## Lista de tarefas
• A. Indique se cada afirmação abaixo concorda com a resenha sobre o livro Abominação, respondendo sim ou não e citando literalmente as palavras da resenha que decidem a questão. (i) Quem escreve a resenha declara não ser leitor de fantasias. (ii) Na narrativa do livro, vikings aparecem em batalhas. (iii) A resenha afirma que o livro é ruim.
• B. Prossiga a resenha sobre o livro Abominação a partir da última frase do documento de origem.

## Documento de origem

++++++++++++++++++++

Bom, já vou adiantar que não gostei muito do livro, não porque ele
seja ruim, mas sim por ser algo bem diferente do esperado.
Se
não me engano, já devo ter falado em alguma resenha que não sou um leitor de
fantasias. Eu até me interesso pelo assunto, mas é um gênero que eu tenho um
pouco de preguiça - guerreiros, magos e coisas do gênero não são minha primeira
opção. Então é difícil eu ver algum livro que realmente me interesse, mas claro
que existem exceções como O gigante enterrado do Ishiguro. Mesmo assim,
quando Abominação foi anunciado, eu fiquei bem curioso pra ler, afinal
sempre que falavam sobre ele se referiam também a Vikings, Game of Thrones e
H.P. Lovecraft, três coisas que gosto e me interessam.
Então
eu passei o livro todo esperando os vikings dando e levando muita porrada, várias
tramas e conflitos políticos/familiares ao estilo de GoT e, claro, todo o
horror cósmico do Lovecraft. A leitura aos poucos foi me deixando cabreiro “já
to na metade e ainda não vi os vikings”, “falta 100 páginas e até agora nada de
trama política/familiar”, “sério mesmo que é essa a referência sobre o
Lovecraft?”, “Já acabou, será que li o livro certo?”, entre outras coisas que
ia me perguntando a cada fim de capítulo. Isso foi desgastando um pouco a minha
leitura, se o livro tivesse sido vendido como ele de fato é, talvez eu teria
aproveitado melhor, porque não passaria todo o tempo esperando algo que eles
prometeram e não entregaram.
Você
deve estar perguntando “mas você não falou de vikings no inicio da resenha?”.
Sim, os vikings são mencionados, eles são contemporâneos à história, tudo se
desenrola porque existe uma ameaça da invasão dos bárbaros, mas tudo isso é
dito na primeira página para dar um panorama e uma base pra que a história de
fato se desenrole, mas nada além disso. Pode até haver uma menção ou outra, mas
em nenhum momento da narrativa um viking aparece. Se você tava esperando
aquelas batalhas louconas tipo do seriado Vickings, esqueça.

++++++++++++++++++++

## Dados fornecidos
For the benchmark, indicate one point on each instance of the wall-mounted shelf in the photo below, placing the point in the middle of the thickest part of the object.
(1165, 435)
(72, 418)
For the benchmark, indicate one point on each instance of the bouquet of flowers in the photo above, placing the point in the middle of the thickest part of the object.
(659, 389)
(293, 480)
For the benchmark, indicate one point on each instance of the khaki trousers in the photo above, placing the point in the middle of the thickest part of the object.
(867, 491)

++++++++++++++++++++

## Respostas
• A.
(i) Sim: "não sou um leitor de fantasias".
(ii) Não: "em nenhum momento da narrativa um viking aparece".
(iii) Não: "não porque ele seja ruim".

• B.
Quanto
a Game of Thrones eu estou até agora tentando encontrar a semelhança entre os
dois, pois tirando o fato de ambos terem castelos e espadas, não dá pra fazer
nenhuma outra ligação relevante. Não é porque existe uma ambientação semelhante
que eles são parecidos, afinal temos milhares e milhares de obras com esse tipo
de características e nem por isso são iguais. Isso também serve pra questão do
Lovecraft. Eu creio que as pessoas devem ter feito a relação devido as
criaturas que aparecem na obra, mas em nenhum momento ele exala a essência
lovecraftiana. Os monstros criados pelo Whitta me remetem mais aos filmes trash
dos anos 80 do que ao mestre do horror cósmico de fato.
Apesar
de alguns outros problemas, a principal questão, pelo menos pra mim, foi a
forma como o livro foi vendido. Porque a publicidade em torno dele ofuscou
muitas de suas qualidades atrás de referências que nunca se concretizam.
Devo enfrentar essa batalha?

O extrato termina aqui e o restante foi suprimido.